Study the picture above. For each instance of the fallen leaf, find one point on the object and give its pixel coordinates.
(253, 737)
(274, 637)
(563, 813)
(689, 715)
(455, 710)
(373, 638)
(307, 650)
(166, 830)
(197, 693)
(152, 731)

What is being asked: Please reproduce the records above word for word, keeping every line as it appears.

Answer for this exercise:
Study the picture above. For each instance of the fallen leaf, find one point on the object and give its pixel coordinates.
(253, 737)
(274, 637)
(563, 813)
(689, 715)
(455, 710)
(373, 638)
(307, 650)
(166, 830)
(197, 693)
(152, 731)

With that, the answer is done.